Point localization data
################

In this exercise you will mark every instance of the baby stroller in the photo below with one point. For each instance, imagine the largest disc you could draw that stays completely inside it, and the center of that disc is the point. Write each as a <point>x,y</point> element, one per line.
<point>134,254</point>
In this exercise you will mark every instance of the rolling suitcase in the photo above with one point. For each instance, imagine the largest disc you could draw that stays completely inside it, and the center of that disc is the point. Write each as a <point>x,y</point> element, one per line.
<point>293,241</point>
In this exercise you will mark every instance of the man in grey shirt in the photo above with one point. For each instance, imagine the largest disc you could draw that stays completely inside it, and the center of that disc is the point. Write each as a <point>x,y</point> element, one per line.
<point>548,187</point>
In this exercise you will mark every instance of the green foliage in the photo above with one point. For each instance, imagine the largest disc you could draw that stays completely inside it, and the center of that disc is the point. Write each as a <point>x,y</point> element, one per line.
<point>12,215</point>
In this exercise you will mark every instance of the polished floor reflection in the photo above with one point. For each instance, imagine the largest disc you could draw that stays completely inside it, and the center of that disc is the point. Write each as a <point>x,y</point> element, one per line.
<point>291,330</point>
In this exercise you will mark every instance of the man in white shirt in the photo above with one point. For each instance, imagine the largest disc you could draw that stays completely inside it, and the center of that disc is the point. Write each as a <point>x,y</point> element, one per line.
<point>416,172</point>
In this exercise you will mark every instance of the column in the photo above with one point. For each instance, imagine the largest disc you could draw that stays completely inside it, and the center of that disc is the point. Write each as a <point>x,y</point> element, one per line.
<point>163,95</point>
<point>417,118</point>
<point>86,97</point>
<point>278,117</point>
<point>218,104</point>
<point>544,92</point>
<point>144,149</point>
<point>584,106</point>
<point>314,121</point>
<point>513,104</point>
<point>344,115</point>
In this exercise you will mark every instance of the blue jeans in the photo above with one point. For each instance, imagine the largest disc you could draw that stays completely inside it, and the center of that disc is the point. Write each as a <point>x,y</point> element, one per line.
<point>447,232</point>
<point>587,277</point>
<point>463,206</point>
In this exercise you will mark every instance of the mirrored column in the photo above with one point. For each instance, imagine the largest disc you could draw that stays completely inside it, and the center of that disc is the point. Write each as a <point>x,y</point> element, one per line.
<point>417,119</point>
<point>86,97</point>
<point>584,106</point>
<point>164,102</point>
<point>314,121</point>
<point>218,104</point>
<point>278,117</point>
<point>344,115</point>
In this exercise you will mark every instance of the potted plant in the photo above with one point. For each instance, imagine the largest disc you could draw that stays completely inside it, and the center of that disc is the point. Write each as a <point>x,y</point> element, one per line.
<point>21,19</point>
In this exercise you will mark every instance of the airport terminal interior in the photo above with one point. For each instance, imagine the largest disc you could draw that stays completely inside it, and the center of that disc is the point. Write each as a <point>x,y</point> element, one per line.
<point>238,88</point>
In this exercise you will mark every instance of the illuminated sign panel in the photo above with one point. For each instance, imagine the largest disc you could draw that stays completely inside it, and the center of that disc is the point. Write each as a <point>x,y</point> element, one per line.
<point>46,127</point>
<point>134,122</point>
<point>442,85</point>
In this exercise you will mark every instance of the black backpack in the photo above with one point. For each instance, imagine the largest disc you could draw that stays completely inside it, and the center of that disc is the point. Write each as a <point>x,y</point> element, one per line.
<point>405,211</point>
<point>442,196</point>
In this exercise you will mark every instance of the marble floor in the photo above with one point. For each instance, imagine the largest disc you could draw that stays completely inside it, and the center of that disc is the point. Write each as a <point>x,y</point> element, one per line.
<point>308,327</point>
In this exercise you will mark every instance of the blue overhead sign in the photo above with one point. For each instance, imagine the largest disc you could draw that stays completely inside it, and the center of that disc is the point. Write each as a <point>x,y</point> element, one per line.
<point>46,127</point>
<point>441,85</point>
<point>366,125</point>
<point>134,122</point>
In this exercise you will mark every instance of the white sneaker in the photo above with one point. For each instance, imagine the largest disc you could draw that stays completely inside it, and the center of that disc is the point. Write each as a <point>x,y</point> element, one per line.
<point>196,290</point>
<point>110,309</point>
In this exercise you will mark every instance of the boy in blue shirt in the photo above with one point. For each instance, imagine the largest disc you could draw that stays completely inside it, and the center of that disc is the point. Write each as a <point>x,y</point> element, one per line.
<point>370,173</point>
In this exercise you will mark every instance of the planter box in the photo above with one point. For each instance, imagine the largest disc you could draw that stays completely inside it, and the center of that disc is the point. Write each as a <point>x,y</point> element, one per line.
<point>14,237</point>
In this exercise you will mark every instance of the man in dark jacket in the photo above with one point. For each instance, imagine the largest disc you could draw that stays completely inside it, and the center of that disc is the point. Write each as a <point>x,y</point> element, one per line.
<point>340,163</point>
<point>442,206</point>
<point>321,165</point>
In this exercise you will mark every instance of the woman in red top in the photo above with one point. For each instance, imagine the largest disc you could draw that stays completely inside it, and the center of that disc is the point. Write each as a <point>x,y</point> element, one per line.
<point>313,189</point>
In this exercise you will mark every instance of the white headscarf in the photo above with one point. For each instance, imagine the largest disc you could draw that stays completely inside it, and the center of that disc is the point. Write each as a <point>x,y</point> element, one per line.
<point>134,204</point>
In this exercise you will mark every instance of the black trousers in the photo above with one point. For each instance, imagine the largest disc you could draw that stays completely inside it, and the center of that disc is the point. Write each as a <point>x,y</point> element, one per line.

################

**What you are asked to do**
Write every record above out again exactly as it stands.

**Task solution**
In this exercise you will mark every instance of the baby stroller in the photo below with one point. For each instance, imagine the largest disc you could draw that stays completely inside it, and the center of that disc is the point. Write each as a <point>x,y</point> element, one per line.
<point>134,254</point>
In this exercise you will mark every instance of the rolling suitcase in the photo above with one point. For each instance, imagine the largest disc you could draw that stays completely inside it, and the center of that disc is the point. Write each as a <point>x,y</point> element, one per line.
<point>293,241</point>
In this exercise you will mark every instance of the man in grey shirt in the photo above with one point. For each instance, imagine the largest disc you could draw that stays completely inside it, and the center of that disc is the point. Write each as a <point>x,y</point> element, one per line.
<point>548,187</point>
In this exercise you will mark every instance of the green foliage in the photo above with one point. For each instance, imagine the largest disc you could draw that stays completely inside it, and the center of that disc is the point. Write each as a <point>x,y</point> element, one per line.
<point>12,215</point>
In this exercise you will mark every instance of the polished floor reflection in the photo above with one point. For each instance, imagine the largest disc you could draw that stays completely inside it, and the center of that disc is the point. Write each as a <point>x,y</point> element, one per line.
<point>291,330</point>
In this exercise you will mark every instance of the man in white shirt in the photo above with one point. For each instance, imagine the largest disc you could draw that stays completely inside it, and the center of that disc is the point. Write each as a <point>x,y</point> element, one per line.
<point>416,172</point>
In this exercise you will mark every instance of the column in the photo above with one point. For each instance, imagine the largest disc you could draw that stays completely inside it, and the center of that disc is the point. Write each as a <point>x,y</point> element, one per line.
<point>163,95</point>
<point>417,118</point>
<point>86,97</point>
<point>278,117</point>
<point>218,104</point>
<point>544,92</point>
<point>144,149</point>
<point>584,106</point>
<point>314,121</point>
<point>513,104</point>
<point>344,115</point>
In this exercise you will mark every instance of the blue jeans in the photo above with one point. For each instance, imagine the largest disc you could draw that stays completely inside it, and the center of that disc is the point. Write each as a <point>x,y</point> element, one per line.
<point>447,232</point>
<point>587,277</point>
<point>463,206</point>
In this exercise you will mark every instance of the mirrored column in the photo above with one point. For each instance, imagine the largest disc you could draw that stays completely inside it, and the center of that disc is the point. Write each as a <point>x,y</point> element, one per line.
<point>417,119</point>
<point>86,97</point>
<point>584,106</point>
<point>164,102</point>
<point>314,121</point>
<point>218,104</point>
<point>278,117</point>
<point>344,115</point>
In this exercise you will mark every instance of the potted plant in the photo above with one point. For each instance, imagine the largest disc you could draw that stays completely inside it, and the center of that disc is the point. Write each as a <point>x,y</point> element, one per line.
<point>21,19</point>
In this exercise you will mark every instance of the airport terminal interior in the photo above with one point. For each instance, imagine the largest disc you could draw that stays completely inside it, and the center of that disc is the point. Write each as a <point>x,y</point> element, one per line.
<point>238,88</point>
In this exercise you will mark every instance of the illuminated sign panel in the photo above with one point. For each instance, imagine the largest disc you could draw that stays completely inside it, and the center of that disc is the point. Write each as a <point>x,y</point> element, one per line.
<point>46,127</point>
<point>134,122</point>
<point>442,85</point>
In this exercise you will mark every instance of the black backpack in the photo above with one point. For each instance, imagine the largest disc you could draw that stays completely inside it, and the center of that disc is the point. Write each as a <point>x,y</point> element, one per line.
<point>405,211</point>
<point>442,196</point>
In this exercise you will mark every instance of the marble floor in the photo above with one point. For each instance, imagine the largest disc you could draw that stays completely inside it, and the center of that disc is the point. Write each as a <point>x,y</point> element, one per line.
<point>308,327</point>
In this exercise you will mark every instance of the blue overhead sign in the photo above with one point. For each instance, imagine the largest disc you could draw that stays completely inside it, and the center of that disc is the point. Write each as a <point>x,y</point> element, one per line.
<point>46,127</point>
<point>441,85</point>
<point>366,125</point>
<point>134,122</point>
In this exercise you will mark every instance of the white sneaker in the photo above with one point. For each instance, imagine the largest disc you could draw that stays completely inside it, and the center of that disc is the point. Write each as a <point>x,y</point> element, one per line.
<point>196,290</point>
<point>110,309</point>
In this exercise you will mark every instance of the boy in blue shirt in the photo above with one point. For each instance, imagine the largest disc you could draw that stays completely inside it, and the center of that disc is the point. Write each as a <point>x,y</point> element, one per line.
<point>370,173</point>
In this exercise you will mark every instance of the planter box in the photo above with one point. For each instance, imagine the largest disc you could draw that stays completely inside it, and the center of that disc is the point. Write each as a <point>x,y</point> element, one per line.
<point>14,237</point>
In this exercise you will mark every instance of the man in dark jacket in the photo above with one point. For each instance, imagine the largest disc you could draw that stays completely inside it, and the center of that disc is the point. Write each as a <point>x,y</point> element, one per line.
<point>340,163</point>
<point>442,206</point>
<point>321,165</point>
In this exercise you will mark every instance of the woman in red top in the photo above with one point. For each instance, imagine the largest disc you could draw that stays completely inside it, and the center of that disc is the point. Write each as a <point>x,y</point> element, one per line.
<point>313,189</point>
In this exercise you will mark every instance of the white headscarf in the photo above with one point. For each instance, imagine the largest disc you could draw that stays completely inside it, and the center of that disc is the point. Write each as a <point>x,y</point> element, one per line.
<point>134,204</point>
In this exercise you will mark every instance of the black trousers in the photo above with one point. For each instance, imagine the largest disc you could draw that stays completely inside it, and the center of that disc is the point. Write each as a <point>x,y</point> element, one per line.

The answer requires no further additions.